Collected data entries

◇ ◇ ◇

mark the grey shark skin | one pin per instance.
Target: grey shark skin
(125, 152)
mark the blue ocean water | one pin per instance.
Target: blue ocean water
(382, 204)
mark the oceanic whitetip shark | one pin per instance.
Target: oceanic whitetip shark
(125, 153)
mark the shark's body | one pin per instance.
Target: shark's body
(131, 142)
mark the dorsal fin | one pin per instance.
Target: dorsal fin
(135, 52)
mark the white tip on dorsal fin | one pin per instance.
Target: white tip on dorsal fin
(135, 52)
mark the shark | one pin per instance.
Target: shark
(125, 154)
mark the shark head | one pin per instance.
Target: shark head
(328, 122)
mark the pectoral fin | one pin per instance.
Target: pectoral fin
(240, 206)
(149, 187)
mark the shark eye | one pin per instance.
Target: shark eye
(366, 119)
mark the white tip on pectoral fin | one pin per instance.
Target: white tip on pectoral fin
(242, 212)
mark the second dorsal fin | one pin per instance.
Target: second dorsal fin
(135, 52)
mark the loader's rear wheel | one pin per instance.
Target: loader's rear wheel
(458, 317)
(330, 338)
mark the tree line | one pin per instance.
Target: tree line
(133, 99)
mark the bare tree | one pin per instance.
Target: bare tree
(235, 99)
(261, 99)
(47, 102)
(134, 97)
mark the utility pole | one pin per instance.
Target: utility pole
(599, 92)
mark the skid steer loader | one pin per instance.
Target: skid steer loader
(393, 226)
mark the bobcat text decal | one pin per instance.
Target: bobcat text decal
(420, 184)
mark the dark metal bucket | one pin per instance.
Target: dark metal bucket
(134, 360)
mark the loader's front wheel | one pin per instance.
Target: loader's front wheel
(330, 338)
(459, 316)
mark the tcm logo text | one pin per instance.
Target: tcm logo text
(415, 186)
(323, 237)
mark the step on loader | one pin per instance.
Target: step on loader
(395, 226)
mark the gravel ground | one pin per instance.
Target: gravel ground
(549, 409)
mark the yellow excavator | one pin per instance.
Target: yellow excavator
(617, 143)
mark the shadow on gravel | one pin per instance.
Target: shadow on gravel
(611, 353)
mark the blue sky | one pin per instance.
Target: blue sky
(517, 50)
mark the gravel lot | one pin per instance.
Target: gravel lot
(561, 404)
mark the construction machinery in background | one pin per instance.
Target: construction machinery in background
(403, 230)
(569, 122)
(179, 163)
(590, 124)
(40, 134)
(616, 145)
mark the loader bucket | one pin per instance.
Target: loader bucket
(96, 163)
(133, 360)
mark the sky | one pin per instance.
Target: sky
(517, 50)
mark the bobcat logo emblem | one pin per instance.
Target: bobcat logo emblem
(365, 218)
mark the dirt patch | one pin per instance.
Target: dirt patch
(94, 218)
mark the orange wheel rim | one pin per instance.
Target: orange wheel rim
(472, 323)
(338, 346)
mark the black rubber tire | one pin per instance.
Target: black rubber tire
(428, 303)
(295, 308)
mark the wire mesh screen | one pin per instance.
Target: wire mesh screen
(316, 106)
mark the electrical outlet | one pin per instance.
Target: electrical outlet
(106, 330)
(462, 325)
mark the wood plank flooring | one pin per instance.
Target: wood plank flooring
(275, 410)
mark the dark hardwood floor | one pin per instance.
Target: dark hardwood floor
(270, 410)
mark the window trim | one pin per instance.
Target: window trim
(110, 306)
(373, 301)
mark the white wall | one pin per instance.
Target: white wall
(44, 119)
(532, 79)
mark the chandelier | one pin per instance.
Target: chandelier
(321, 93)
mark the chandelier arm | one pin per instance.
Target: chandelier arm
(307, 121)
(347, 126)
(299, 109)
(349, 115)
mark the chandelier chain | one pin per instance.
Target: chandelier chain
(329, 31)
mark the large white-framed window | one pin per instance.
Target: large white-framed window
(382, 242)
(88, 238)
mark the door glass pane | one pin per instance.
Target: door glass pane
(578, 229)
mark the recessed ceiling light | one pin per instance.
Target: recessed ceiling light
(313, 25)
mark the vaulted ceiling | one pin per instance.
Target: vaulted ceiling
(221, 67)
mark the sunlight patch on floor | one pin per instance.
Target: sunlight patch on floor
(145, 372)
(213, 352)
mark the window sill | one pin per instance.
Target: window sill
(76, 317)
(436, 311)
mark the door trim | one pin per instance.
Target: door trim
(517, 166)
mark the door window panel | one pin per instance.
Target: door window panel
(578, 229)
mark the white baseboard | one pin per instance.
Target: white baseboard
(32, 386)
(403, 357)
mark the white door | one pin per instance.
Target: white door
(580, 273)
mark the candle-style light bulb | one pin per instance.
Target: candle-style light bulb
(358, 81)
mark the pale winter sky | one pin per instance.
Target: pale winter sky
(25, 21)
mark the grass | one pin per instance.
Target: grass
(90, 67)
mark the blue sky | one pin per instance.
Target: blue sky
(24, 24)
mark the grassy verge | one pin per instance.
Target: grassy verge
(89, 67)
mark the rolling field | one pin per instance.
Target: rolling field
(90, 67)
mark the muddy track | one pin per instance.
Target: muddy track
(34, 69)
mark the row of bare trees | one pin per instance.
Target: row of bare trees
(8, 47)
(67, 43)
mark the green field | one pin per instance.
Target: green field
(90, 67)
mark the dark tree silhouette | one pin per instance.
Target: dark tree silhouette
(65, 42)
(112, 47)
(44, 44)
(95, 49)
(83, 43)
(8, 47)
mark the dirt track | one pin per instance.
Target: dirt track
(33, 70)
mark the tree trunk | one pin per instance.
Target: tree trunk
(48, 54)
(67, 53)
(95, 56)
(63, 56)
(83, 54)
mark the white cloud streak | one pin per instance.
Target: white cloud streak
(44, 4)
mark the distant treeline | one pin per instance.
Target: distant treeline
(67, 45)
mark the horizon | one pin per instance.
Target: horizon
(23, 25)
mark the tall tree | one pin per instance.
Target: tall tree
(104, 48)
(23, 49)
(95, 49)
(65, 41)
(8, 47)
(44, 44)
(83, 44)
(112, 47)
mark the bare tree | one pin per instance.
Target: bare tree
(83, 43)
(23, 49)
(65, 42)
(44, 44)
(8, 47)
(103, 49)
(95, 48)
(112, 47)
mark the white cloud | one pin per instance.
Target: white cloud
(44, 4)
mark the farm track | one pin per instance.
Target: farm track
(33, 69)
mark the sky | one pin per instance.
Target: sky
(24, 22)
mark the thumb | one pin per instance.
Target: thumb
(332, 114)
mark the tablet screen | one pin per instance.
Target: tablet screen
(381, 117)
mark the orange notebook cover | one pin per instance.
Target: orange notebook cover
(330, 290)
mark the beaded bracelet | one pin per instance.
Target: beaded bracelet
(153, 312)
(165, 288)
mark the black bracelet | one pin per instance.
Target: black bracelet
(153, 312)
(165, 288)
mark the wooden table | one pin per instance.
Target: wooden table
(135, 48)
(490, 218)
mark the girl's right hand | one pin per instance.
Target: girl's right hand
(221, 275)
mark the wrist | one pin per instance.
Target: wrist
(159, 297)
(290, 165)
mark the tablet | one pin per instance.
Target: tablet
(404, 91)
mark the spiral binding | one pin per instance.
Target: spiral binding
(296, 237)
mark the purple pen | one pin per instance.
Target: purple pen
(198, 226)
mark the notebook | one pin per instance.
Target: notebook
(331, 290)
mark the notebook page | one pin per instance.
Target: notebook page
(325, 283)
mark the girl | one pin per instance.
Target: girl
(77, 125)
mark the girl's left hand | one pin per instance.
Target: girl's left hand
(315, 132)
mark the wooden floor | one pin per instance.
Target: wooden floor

◇ ◇ ◇

→ **Work to do**: Reproduce all of the material, replacing "one pin per instance" with "one point per instance" wherever it appears and leaving everything else unchanged.

→ **Problem solution**:
mark the grey shark skin | one point per instance.
Target: grey shark skin
(125, 152)
mark the blue ocean water | one point per instance.
Target: blue ocean water
(382, 204)
mark the oceanic whitetip shark | one point per instance.
Target: oceanic whitetip shark
(125, 153)
mark the shark's body | one point per instance.
Target: shark's body
(131, 142)
mark the dorsal fin | one point per instance.
Target: dorsal fin
(135, 52)
mark the white tip on dorsal fin | one point per instance.
Target: white tip on dorsal fin
(135, 52)
mark the shark | one point per instance.
Target: shark
(125, 154)
mark the shark head | one point per instance.
Target: shark head
(328, 122)
mark the pectoral fin | one point per instance.
Target: pectoral fin
(240, 206)
(149, 187)
mark the shark eye | one point per instance.
Target: shark eye
(366, 119)
mark the white tip on pectoral fin | one point per instance.
Target: white tip on pectoral fin
(242, 212)
mark the second dorsal fin | one point per instance.
Target: second dorsal fin
(135, 52)
mark the loader's rear wheel | one point per instance.
Target: loader's rear wheel
(458, 317)
(330, 338)
mark the tree line | one point per instance.
Target: tree line
(133, 99)
mark the bare tree | one point per instance.
Target: bare tree
(235, 99)
(261, 99)
(47, 102)
(134, 97)
mark the utility pole | one point per instance.
Target: utility pole
(599, 92)
mark the skid steer loader | one point per instance.
Target: skid steer loader
(393, 226)
mark the bobcat text decal | one point per instance.
Target: bobcat text decal
(420, 184)
mark the dark metal bucket | one point per instance.
Target: dark metal bucket
(134, 360)
mark the loader's front wheel | one point per instance.
Target: loader's front wheel
(330, 338)
(459, 316)
mark the tcm logo text | one point per instance.
Target: tcm logo text
(415, 186)
(323, 237)
mark the step on loader | one point per instance.
Target: step on loader
(395, 226)
mark the gravel ground | one point per instance.
Target: gravel ground
(549, 409)
mark the yellow excavator | one point per instance.
Target: yellow excavator
(617, 143)
mark the shadow on gravel | one point per instance.
Target: shadow on gravel
(611, 353)
mark the blue sky | one point per instance.
Target: blue sky
(517, 50)
mark the gravel lot | one point per instance.
Target: gravel lot
(561, 404)
mark the construction machinery in background | one point per instance.
Target: construction machinery in background
(403, 230)
(569, 122)
(179, 163)
(590, 124)
(40, 134)
(616, 145)
mark the loader bucket | one point per instance.
Target: loader bucket
(96, 163)
(133, 360)
mark the sky | one point per instance.
Target: sky
(517, 50)
mark the bobcat logo emblem | one point per instance.
Target: bobcat logo emblem
(365, 218)
mark the dirt patch | one point per instance.
Target: dirt patch
(94, 218)
mark the orange wheel rim | one point per instance.
Target: orange wheel rim
(472, 323)
(338, 346)
mark the black rubber tire | one point per instance.
Target: black rubber tire
(428, 303)
(295, 308)
mark the wire mesh screen | one point per instance.
Target: wire mesh screen
(316, 106)
mark the electrical outlet | one point per instance.
Target: electrical outlet
(106, 330)
(462, 325)
mark the wood plank flooring | one point per instance.
Target: wood plank flooring
(275, 410)
mark the dark hardwood floor | one point per instance.
Target: dark hardwood floor
(270, 410)
mark the window trim | one point per instance.
Target: window trim
(110, 306)
(373, 301)
mark the white wall | one point per instance.
Target: white wall
(44, 119)
(532, 79)
mark the chandelier | one point per instance.
Target: chandelier
(321, 93)
mark the chandelier arm | one point per instance.
Target: chandelier arm
(307, 121)
(347, 126)
(299, 109)
(349, 115)
mark the chandelier chain | one point per instance.
Target: chandelier chain
(329, 31)
mark the large white-framed window | one point per instance.
Target: large white-framed window
(382, 242)
(88, 238)
mark the door glass pane | one point per instance.
Target: door glass pane
(578, 229)
mark the recessed ceiling light | one point per instance.
Target: recessed ceiling light
(313, 25)
mark the vaulted ceiling | one point per instance.
Target: vaulted ceiling
(221, 67)
mark the sunlight patch on floor | one point per instance.
Target: sunlight patch on floor
(145, 372)
(213, 352)
mark the window sill | one point per instance.
Target: window sill
(76, 317)
(436, 311)
mark the door trim | one point per instance.
Target: door trim
(517, 166)
mark the door window panel | one point per instance.
Target: door window panel
(578, 229)
mark the white baseboard | one point per instance.
Target: white baseboard
(32, 386)
(403, 357)
mark the white door | one point per instance.
Target: white door
(580, 273)
mark the candle-style light bulb | one point per instance.
Target: candle-style light bulb
(358, 81)
mark the pale winter sky | one point per instance.
Target: pale winter sky
(25, 21)
mark the grass | one point per instance.
Target: grass
(90, 67)
mark the blue sky | one point per instance.
Target: blue sky
(24, 24)
mark the grassy verge | one point per instance.
Target: grassy verge
(89, 67)
mark the rolling field | one point per instance.
Target: rolling field
(90, 67)
mark the muddy track | one point per instance.
Target: muddy track
(34, 69)
mark the row of bare trees | one point per instance.
Target: row of bare trees
(8, 47)
(67, 43)
mark the green field | one point per instance.
Target: green field
(90, 67)
mark the dark tree silhouette | one point per instance.
Target: dark tree silhouette
(65, 42)
(112, 47)
(44, 44)
(95, 49)
(83, 43)
(8, 47)
mark the dirt track | one point per instance.
Target: dirt track
(33, 70)
mark the tree trunk | one point per instance.
Target: tree trunk
(48, 54)
(67, 53)
(95, 56)
(63, 56)
(83, 54)
mark the white cloud streak | one point per instance.
Target: white cloud streak
(44, 4)
mark the distant treeline | one point per instance.
Target: distant treeline
(67, 45)
mark the horizon | one point per instance.
Target: horizon
(23, 25)
mark the tall tree | one point per instance.
Target: tall tree
(104, 48)
(23, 49)
(95, 49)
(65, 41)
(8, 47)
(44, 44)
(83, 44)
(112, 47)
mark the bare tree | one point per instance.
Target: bare tree
(83, 43)
(23, 49)
(65, 42)
(44, 44)
(8, 47)
(103, 49)
(95, 48)
(112, 47)
mark the white cloud | one point per instance.
Target: white cloud
(44, 4)
mark the farm track | one point per instance.
Target: farm track
(33, 69)
mark the sky | one point per instance.
Target: sky
(24, 22)
mark the thumb | one point per instance.
Target: thumb
(332, 114)
mark the tablet screen | one point per instance.
Target: tablet screen
(381, 117)
mark the orange notebook cover | one point per instance.
Target: orange notebook cover
(330, 290)
mark the beaded bracelet | one point per instance.
Target: beaded bracelet
(153, 312)
(165, 288)
mark the black bracelet | one point per instance.
Target: black bracelet
(153, 312)
(165, 288)
mark the wooden table | one point per instance.
Target: wooden table
(135, 48)
(490, 218)
mark the girl's right hand | one point per instance.
Target: girl's right hand
(221, 275)
mark the wrist | one point per instance.
Target: wrist
(159, 297)
(290, 165)
mark the tablet | one point per instance.
Target: tablet
(404, 91)
mark the spiral binding | one point per instance.
Target: spiral binding
(296, 237)
mark the purple pen | one point per instance.
Target: purple pen
(198, 226)
mark the notebook | one point per instance.
Target: notebook
(331, 290)
mark the notebook page | one point per instance.
Target: notebook page
(325, 283)
mark the girl | one point per instance.
Target: girl
(77, 125)
mark the girl's left hand | one point per instance.
Target: girl's left hand
(315, 132)
mark the wooden floor | one point per instance.
Target: wooden floor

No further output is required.